Brief
Line by line, retype the data exactly as it is given.

━━━━━ Data to process

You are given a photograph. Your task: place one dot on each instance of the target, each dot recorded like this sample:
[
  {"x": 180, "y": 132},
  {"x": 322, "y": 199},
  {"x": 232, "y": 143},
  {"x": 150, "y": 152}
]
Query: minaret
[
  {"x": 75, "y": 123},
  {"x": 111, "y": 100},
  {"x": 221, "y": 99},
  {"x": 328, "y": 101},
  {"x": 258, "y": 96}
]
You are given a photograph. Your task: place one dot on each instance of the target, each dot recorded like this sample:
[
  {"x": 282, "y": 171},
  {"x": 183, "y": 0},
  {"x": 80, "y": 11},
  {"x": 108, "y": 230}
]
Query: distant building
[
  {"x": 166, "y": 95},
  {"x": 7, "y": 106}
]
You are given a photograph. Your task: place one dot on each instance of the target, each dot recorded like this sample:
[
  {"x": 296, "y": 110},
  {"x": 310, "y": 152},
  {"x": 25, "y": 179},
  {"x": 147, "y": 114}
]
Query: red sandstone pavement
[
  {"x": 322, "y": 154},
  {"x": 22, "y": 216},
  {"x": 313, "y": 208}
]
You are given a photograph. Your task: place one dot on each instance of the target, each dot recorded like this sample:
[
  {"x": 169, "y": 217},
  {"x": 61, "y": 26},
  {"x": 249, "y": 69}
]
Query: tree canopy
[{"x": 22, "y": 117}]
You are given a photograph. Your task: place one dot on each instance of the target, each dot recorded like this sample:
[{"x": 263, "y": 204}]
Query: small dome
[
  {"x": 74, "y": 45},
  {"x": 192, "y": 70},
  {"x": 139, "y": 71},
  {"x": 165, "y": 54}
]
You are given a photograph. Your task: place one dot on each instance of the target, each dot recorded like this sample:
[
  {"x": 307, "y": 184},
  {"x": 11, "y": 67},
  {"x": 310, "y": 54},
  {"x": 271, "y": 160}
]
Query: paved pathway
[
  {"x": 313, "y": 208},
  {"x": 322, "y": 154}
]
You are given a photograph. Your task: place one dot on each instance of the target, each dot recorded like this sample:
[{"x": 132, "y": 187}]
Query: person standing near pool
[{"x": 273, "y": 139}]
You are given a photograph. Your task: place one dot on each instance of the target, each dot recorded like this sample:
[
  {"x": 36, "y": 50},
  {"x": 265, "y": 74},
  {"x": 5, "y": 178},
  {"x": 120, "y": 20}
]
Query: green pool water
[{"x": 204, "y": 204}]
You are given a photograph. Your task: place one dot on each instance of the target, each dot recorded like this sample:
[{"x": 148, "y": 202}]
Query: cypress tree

━━━━━━━━━━

Task solution
You are given a photograph. Your task: place one dot on each instance of the target, each dot recorded like this sample:
[
  {"x": 180, "y": 132},
  {"x": 322, "y": 199},
  {"x": 232, "y": 143},
  {"x": 150, "y": 152}
]
Query: minaret
[
  {"x": 75, "y": 123},
  {"x": 111, "y": 100},
  {"x": 221, "y": 99},
  {"x": 328, "y": 101},
  {"x": 258, "y": 96}
]
You are given a photograph. Your task: place one dot on each instance of the target, each dot recorded like this sample:
[
  {"x": 282, "y": 171},
  {"x": 183, "y": 0},
  {"x": 80, "y": 11},
  {"x": 108, "y": 230}
]
Query: distant building
[
  {"x": 166, "y": 95},
  {"x": 7, "y": 106}
]
You are given a photograph. Your task: place one dot on each instance of the target, each dot recorded like this sample:
[
  {"x": 296, "y": 110},
  {"x": 310, "y": 152},
  {"x": 25, "y": 179},
  {"x": 147, "y": 114}
]
Query: red sandstone pavement
[
  {"x": 322, "y": 154},
  {"x": 22, "y": 216},
  {"x": 313, "y": 208}
]
You are given a photograph. Your task: place one dot on each instance of the target, each dot recorded like this sample:
[
  {"x": 169, "y": 217},
  {"x": 61, "y": 26},
  {"x": 249, "y": 69}
]
Query: tree canopy
[{"x": 22, "y": 117}]
You are given a photograph. Your task: place one dot on each instance of the target, each dot recorded like this sample:
[{"x": 263, "y": 204}]
Query: small dome
[
  {"x": 74, "y": 45},
  {"x": 192, "y": 70},
  {"x": 139, "y": 71},
  {"x": 165, "y": 54}
]
You are given a photograph. Your task: place one dot on each instance of the target, each dot recorded like this sample:
[
  {"x": 307, "y": 184},
  {"x": 11, "y": 67},
  {"x": 310, "y": 54},
  {"x": 271, "y": 160}
]
Query: paved pathway
[
  {"x": 313, "y": 208},
  {"x": 322, "y": 154}
]
You are given a photograph. Your task: place one dot on each instance of the target, each dot recorded like this sample:
[{"x": 132, "y": 187}]
Query: person standing near pool
[{"x": 273, "y": 139}]
You are given a photograph. Your task: place one dot on each instance of the target, each dot recorded like this sample:
[
  {"x": 36, "y": 50},
  {"x": 265, "y": 74},
  {"x": 5, "y": 178},
  {"x": 120, "y": 20}
]
Query: green pool water
[{"x": 204, "y": 204}]
You are given a photograph. Your task: place one dot on each instance of the target, each dot recorded like this sample:
[{"x": 148, "y": 202}]
Query: cypress tree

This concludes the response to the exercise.